(Dataset entries)
═══

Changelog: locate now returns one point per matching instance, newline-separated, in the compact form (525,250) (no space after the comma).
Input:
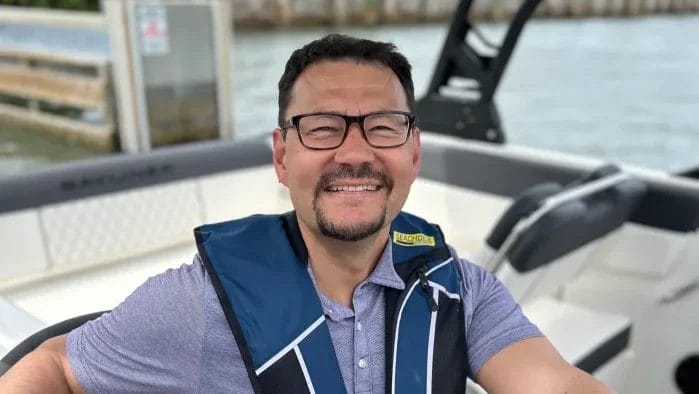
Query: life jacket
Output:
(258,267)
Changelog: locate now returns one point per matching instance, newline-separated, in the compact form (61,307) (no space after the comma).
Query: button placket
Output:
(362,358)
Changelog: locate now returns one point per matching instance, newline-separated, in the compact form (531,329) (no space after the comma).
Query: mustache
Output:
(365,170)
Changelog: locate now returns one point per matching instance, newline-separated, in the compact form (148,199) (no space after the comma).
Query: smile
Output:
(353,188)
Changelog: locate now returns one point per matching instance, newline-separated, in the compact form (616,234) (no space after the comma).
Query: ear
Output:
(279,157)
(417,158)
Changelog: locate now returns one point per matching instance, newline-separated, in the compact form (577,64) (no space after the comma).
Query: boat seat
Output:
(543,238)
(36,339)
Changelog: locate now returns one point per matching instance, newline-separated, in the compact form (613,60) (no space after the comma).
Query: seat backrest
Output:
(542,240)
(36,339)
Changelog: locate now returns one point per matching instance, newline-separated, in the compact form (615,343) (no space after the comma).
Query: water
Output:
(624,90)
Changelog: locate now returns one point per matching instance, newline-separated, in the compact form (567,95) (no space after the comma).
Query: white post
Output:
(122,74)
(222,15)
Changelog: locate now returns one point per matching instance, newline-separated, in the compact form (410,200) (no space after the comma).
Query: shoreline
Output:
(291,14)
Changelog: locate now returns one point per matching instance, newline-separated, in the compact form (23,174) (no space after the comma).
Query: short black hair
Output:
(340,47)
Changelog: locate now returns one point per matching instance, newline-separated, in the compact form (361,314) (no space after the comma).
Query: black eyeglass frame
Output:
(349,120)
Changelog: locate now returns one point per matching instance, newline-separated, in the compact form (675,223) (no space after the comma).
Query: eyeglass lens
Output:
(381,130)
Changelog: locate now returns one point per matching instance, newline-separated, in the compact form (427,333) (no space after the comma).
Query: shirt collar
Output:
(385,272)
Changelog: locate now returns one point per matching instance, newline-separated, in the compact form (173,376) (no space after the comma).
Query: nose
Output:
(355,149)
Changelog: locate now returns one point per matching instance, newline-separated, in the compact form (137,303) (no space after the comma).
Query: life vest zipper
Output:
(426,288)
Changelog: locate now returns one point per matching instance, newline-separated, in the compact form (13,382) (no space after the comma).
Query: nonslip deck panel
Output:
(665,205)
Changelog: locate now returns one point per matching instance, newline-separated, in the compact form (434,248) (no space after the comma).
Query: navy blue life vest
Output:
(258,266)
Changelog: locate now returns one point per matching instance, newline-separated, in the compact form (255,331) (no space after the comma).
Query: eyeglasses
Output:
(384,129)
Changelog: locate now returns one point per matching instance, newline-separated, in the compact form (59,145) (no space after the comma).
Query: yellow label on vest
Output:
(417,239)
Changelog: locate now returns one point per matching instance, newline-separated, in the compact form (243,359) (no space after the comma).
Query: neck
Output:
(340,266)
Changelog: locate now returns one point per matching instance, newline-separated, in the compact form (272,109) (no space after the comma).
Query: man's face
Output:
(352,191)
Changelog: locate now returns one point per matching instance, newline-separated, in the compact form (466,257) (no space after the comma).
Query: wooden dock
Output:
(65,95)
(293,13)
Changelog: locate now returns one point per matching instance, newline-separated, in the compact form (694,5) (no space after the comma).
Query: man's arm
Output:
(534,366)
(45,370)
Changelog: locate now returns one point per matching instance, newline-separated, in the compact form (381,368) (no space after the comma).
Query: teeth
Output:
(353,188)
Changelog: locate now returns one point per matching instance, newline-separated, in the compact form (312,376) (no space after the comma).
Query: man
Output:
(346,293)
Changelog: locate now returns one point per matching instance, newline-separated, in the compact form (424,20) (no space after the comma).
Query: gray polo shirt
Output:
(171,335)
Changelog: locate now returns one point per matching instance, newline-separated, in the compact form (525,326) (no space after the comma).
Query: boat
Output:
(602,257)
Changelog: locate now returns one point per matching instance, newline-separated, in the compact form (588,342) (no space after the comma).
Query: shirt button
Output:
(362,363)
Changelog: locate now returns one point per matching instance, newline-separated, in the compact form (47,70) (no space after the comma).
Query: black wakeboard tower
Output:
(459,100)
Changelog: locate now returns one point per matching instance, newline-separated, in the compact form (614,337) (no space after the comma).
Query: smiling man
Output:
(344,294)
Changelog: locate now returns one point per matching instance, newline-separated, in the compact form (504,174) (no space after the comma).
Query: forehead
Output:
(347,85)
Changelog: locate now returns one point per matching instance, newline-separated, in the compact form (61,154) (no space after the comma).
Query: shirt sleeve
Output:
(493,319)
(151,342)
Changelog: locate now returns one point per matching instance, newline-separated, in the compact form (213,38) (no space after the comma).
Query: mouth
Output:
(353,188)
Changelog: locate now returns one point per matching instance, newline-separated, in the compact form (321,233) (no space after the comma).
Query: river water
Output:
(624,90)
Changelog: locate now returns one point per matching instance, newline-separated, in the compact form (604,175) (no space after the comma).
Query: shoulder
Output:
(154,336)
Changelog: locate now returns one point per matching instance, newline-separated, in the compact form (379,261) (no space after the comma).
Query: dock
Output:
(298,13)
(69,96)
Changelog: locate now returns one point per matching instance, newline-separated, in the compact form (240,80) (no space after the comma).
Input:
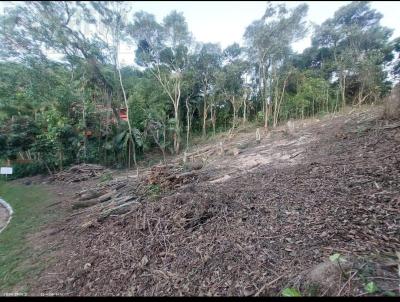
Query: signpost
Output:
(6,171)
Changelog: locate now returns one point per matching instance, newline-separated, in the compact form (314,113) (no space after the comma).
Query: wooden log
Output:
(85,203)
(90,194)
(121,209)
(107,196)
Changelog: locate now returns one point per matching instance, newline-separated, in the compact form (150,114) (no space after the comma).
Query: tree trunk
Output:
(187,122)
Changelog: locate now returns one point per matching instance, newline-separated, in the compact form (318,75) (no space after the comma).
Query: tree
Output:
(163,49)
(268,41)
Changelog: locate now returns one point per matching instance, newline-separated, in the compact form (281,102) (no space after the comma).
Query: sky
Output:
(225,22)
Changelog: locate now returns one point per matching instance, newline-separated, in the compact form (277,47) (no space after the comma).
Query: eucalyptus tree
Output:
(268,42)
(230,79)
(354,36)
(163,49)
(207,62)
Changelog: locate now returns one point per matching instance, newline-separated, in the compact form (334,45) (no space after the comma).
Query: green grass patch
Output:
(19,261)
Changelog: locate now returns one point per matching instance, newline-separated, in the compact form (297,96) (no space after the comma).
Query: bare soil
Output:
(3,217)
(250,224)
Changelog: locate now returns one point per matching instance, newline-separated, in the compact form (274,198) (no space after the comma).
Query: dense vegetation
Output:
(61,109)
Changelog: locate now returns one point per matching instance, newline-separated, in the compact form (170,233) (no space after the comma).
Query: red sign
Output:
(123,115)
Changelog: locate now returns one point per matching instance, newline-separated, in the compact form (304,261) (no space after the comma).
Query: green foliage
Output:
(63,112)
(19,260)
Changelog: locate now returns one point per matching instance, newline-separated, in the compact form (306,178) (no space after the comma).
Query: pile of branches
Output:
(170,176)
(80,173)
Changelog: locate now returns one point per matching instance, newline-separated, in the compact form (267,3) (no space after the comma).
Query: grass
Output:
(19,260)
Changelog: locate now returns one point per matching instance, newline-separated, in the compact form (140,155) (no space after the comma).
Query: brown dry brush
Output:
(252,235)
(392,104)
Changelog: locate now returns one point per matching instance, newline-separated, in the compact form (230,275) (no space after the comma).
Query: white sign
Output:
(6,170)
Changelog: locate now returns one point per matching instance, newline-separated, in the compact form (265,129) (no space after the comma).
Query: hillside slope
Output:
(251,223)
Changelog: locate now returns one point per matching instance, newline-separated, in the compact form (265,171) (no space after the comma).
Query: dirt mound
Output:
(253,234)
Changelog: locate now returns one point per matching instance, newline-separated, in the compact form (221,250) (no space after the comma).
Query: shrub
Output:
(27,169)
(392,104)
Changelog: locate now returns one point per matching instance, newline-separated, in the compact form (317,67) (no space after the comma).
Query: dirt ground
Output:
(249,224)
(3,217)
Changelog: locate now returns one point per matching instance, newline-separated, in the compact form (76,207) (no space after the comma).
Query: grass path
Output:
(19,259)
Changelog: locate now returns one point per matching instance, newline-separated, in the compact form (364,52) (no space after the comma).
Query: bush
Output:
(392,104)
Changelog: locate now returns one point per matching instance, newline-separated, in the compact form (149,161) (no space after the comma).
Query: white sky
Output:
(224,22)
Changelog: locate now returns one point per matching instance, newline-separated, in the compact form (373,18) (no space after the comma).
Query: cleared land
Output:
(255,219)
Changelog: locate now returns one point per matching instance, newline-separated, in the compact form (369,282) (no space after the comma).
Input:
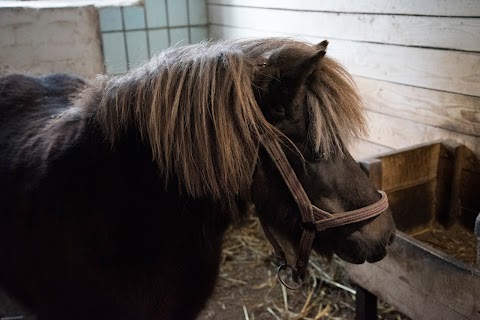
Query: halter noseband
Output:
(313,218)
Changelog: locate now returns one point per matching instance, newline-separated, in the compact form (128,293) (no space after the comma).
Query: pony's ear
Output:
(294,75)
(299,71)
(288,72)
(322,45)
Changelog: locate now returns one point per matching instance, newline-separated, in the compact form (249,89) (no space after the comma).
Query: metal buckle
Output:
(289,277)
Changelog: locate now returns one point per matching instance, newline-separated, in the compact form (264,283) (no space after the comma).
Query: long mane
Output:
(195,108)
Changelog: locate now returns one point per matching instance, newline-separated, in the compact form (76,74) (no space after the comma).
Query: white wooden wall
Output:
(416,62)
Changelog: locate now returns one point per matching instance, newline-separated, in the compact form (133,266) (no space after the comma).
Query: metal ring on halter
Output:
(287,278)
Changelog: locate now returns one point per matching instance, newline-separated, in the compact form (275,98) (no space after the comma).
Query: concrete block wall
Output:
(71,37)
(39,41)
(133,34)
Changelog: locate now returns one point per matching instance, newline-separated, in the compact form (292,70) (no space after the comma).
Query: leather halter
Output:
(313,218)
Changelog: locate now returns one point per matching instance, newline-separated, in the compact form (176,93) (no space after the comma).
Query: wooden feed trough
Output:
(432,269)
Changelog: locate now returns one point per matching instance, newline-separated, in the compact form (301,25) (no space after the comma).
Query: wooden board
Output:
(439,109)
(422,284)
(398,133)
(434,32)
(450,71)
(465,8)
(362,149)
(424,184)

═══

[Work to complete]
Find the string "vest" in the entries above. Copy each line where it occurs.

[Answer for the task]
Query: life vest zipper
Query: navy blue life vest
Query: yellow label on vest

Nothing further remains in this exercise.